Trecho fornecido:
============

As discussões sobre o futuro das universidades com a iminência do novo governo federal começaram a ser retomadas pela categoria docente em âmbito local. Como parte do Projeto “Observatório de Transição Democrática”, foi realizada nesta terça-feira (13/12), uma conferência com Gustavo Balduino, secretário executivo da Associação Nacional dos Dirigentes das Instituições Federais de Ensino Superior (ANDIFES), no auditório do Centro de Ciências da Universidade Federal do Ceará (UFC), no campus do Pici em Fortaleza. A ADUFC participou da mesa, a convite da organização do evento, e fez a transmissão da atividade em tempo real no canal do sindicato no YouTube – com interpretação em Libras.
O projeto é realizado em parceria entre três entidades: Sociedade Brasileira para o Progresso da Ciência (SBPC), Conselho Nacional das Instituições da Rede Federal de Educação Profissional, Científica e Tecnológica (CONIF), além da própria da ANDIFES. O debate “O papel da ANDIFES e o futuro das universidades federais” pautou, ainda, os reflexos da intervenção nas universidades, especialmente na UFC – a instituição não integra mais a composição da ANDIFES desde julho de 2021, por decisão unilateral e arbitrária do interventor Cândido Albuquerque.
Por reiteradas vezes, Gustavo Balduino enfatizou em sua conferência a relevância da ANDIFES nas lutas em defesa da democracia. “Reputo talvez como uma das coisas mais importantes que a ANDIFES fez nos últimos tempos”, afirmou. Ainda no começo de 2022, a associação já se articulava na defesa do processo eleitoral que se avizinhava para a escolha do chefe do Executivo. “Os reitores estavam preocupados com as notícias e com os posicionamentos que caminhavam na sociedade de questionamento das eleições”, relatou.
Já em abril último, segundo Balduino, a ANDIFES havia procurado o então presidente do Tribunal Superior Eleitoral (TSE), Edson Fachin. “Precisávamos hipotecar nosso apoio ao processo eleitoral, reconhecendo a lisura das urnas e afirmando, enquanto parcela significativa da sociedade, que estaríamos vigilantes e atentos a qualquer tentativa de burlar esse processo”, disse Gustavo Balduino. Em 24 de junho, foi realizada uma audiência entre o TSE e a ANDIFES, em defesa da democracia, da realização de eleições livres e a confiança no sistema eleitoral brasileiro.
Gustavo Balduino ressaltou que a ANDIFES tem usado, nesse sentido, o que ele chama de “prestígio político” da entidade como “o conjunto de universidades federais que tem relevância e responsabilidade com a democracia brasileira”, para além da responsabilidade com educação, ciência, tecnologia e extensão. O secretário executivo lembrou que a ANDIFES é o sistema nacional composto por “todas as universidades federais que têm capilaridade e relações políticas nos estados e o respeito da sociedade”; e que, como entidade, ela “empresta esse cacife dela para poder defender a democracia”.

============

Linhas fornecidas:
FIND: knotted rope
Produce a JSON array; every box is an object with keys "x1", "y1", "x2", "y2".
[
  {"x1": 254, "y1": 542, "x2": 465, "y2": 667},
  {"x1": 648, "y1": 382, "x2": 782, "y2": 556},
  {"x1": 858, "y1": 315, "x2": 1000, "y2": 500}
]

============

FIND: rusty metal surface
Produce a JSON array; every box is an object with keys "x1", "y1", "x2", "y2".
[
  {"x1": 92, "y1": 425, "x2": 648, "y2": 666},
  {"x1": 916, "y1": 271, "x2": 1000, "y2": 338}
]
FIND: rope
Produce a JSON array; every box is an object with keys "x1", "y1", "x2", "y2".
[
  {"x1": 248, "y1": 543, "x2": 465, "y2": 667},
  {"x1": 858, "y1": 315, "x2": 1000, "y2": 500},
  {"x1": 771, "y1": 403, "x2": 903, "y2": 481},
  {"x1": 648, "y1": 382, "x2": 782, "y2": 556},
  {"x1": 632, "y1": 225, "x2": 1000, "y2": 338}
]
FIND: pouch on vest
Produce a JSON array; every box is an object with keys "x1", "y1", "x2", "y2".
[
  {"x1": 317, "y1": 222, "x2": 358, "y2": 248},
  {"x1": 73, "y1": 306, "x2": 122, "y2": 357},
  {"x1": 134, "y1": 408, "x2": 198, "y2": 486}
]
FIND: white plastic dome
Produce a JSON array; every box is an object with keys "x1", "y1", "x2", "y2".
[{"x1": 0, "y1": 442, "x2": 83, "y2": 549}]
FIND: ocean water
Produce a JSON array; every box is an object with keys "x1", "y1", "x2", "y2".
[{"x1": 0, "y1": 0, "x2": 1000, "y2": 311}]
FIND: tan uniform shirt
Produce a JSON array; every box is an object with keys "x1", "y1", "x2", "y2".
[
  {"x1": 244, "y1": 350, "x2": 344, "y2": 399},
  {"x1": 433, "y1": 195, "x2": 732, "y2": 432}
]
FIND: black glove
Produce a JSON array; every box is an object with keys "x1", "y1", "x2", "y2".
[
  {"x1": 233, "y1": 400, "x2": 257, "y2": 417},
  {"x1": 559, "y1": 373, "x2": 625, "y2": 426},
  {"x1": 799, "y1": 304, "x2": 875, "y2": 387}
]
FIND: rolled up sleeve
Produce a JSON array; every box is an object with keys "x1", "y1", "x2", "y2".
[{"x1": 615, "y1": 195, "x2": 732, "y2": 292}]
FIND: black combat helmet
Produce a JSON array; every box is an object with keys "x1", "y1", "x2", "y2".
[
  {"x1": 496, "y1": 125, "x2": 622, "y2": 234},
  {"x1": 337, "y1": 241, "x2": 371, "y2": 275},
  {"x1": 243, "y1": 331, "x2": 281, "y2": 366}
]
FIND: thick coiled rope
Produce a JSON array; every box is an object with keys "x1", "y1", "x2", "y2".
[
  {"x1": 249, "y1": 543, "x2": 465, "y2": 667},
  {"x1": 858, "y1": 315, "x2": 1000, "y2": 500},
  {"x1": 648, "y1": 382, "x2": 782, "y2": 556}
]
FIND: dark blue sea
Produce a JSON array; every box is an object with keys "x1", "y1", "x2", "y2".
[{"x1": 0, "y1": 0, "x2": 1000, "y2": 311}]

============

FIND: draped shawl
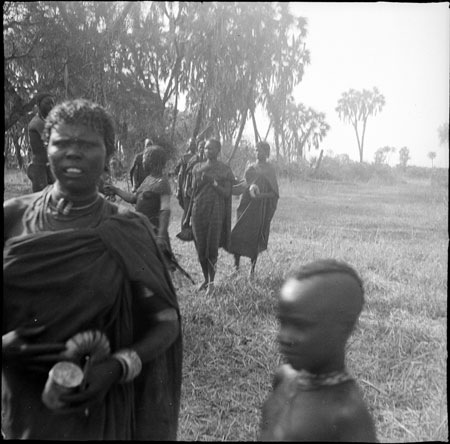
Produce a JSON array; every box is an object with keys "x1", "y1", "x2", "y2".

============

Tarefas do exercício:
(a) Transcreva literalmente a parte do trecho fornecido que começa em "O projeto é" e segue até "interventor Cândido Albuquerque.".
(b) Liste todas as entidades que, segundo o trecho fornecido, realizam em parceria o projeto "Observatório de Transição Democrática".
As linhas não têm nenhuma relação com o trecho.

Respostas por tarefa:
(a)
O projeto é realizado em parceria entre três entidades: Sociedade Brasileira para o Progresso da Ciência (SBPC), Conselho Nacional das Instituições da Rede Federal de Educação Profissional, Científica e Tecnológica (CONIF), além da própria da ANDIFES. O debate “O papel da ANDIFES e o futuro das universidades federais” pautou, ainda, os reflexos da intervenção nas universidades, especialmente na UFC – a instituição não integra mais a composição da ANDIFES desde julho de 2021, por decisão unilateral e arbitrária do interventor Cândido Albuquerque.

(b)
- Sociedade Brasileira para o Progresso da Ciência (SBPC)
- Conselho Nacional das Instituições da Rede Federal de Educação Profissional, Científica e Tecnológica (CONIF)
- Associação Nacional dos Dirigentes das Instituições Federais de Ensino Superior (ANDIFES)